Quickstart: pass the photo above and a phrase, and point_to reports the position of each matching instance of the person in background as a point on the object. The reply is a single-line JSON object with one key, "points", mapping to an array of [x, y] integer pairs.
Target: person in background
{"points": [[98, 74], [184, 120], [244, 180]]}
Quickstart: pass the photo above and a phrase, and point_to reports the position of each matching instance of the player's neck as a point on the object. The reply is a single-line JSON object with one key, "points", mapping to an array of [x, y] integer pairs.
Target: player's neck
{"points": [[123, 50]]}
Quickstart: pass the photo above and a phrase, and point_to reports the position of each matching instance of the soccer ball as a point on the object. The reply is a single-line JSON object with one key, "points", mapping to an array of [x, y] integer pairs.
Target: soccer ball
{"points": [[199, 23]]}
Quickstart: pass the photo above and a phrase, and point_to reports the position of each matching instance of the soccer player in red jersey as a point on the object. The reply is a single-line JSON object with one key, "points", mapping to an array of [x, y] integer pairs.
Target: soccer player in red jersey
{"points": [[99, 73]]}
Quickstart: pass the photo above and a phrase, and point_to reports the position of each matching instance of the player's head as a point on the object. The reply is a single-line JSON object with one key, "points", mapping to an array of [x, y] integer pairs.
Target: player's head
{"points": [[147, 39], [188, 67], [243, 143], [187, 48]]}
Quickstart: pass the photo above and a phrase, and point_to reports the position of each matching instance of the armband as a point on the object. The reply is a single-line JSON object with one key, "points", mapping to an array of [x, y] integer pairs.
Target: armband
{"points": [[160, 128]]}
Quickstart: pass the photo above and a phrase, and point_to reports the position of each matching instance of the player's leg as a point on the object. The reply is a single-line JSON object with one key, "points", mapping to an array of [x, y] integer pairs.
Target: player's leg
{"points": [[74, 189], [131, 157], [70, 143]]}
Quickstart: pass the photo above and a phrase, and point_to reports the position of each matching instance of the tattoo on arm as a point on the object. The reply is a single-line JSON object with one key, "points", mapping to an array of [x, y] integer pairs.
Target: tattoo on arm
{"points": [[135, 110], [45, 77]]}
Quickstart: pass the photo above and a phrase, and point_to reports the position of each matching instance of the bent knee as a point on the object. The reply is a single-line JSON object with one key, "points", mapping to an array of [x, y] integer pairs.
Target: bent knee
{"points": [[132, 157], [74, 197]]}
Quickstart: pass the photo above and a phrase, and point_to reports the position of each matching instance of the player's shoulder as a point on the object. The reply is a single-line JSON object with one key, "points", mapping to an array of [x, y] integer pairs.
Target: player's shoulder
-*-
# Requirement
Copy every line of the records word for word.

# Answer to the task
Quickstart: pass the photo above and a phrase, and point_to reports the position of each matching instance of the person in background as a point on the object. The reply is a single-line JSON object with one key, "points", mapping to an array of [x, y] integer pairs.
Target: person in background
{"points": [[98, 74], [184, 120], [244, 180]]}
Quickstart: pass the photo above and a phrase, and point_to reports the position of each matching instance of the player's neck as a point on the object. The reply is a single-line JSON object with one key, "points", mapping to an array of [x, y] integer pairs.
Target: player's neck
{"points": [[123, 50]]}
Quickstart: pass the photo above and a phrase, and point_to reports the position of each matching instance of the soccer ball as a point on the object. The reply is a single-line JSON object with one key, "points", mapping to an array of [x, y] integer pairs.
Target: soccer ball
{"points": [[199, 23]]}
Quickstart: pass the photo above and a phrase, and point_to reports the position of each matching instance of the soccer player in red jersey as a point on the object. The reply is a single-line JSON object with one key, "points", mapping to an array of [x, y] integer pairs.
Target: soccer player in red jersey
{"points": [[99, 73]]}
Quickstart: pass the photo above and a phrase, and point_to reports the position of each matching instance of the player's head as a point on the object. The reply is a single-line JSON object with one key, "points", mapping to an array of [x, y] integer pairs.
Target: player's head
{"points": [[147, 39], [188, 67], [243, 143], [187, 48]]}
Quickstart: pass the photo above and a phrase, and point_to reports the position of each matching instance of the armband as a point on the object. The reply is a single-line JSON object with one key, "points", mapping to an array of [x, y] integer pairs.
Target: armband
{"points": [[160, 128]]}
Quickstart: pass the photo above and a phrase, and point_to reports the position of each matching instance of the player's leg as a point on the object. The reply is a single-line JSON object with one key, "points", mapping to an array of [x, y] integer pairs.
Target: player's leg
{"points": [[74, 189], [131, 157], [70, 143]]}
Quickstart: pass the photo above and a phrase, and point_to reports the position of each matching instance of the tattoo on arm as a point on the object. The reply is a single-line JSON object with one key, "points", mapping to an array of [x, y] integer pairs.
Target: tattoo on arm
{"points": [[135, 110], [45, 77]]}
Quickstart: pass the photo above and a phrase, and point_to reports the position of each matching instance of the bent knee as a point on the object. The reply is a single-line JSON object with one key, "points", mapping to an array of [x, y] integer pairs.
Target: bent knee
{"points": [[132, 157], [74, 197]]}
Quickstart: pass the photo above and a phrase, and point_to reports the position of each matching instance of the player's shoulder as a point on the object. The reply is a single-line JSON object with one key, "points", mapping to an array of [x, y] integer pairs.
Target: player's shoulder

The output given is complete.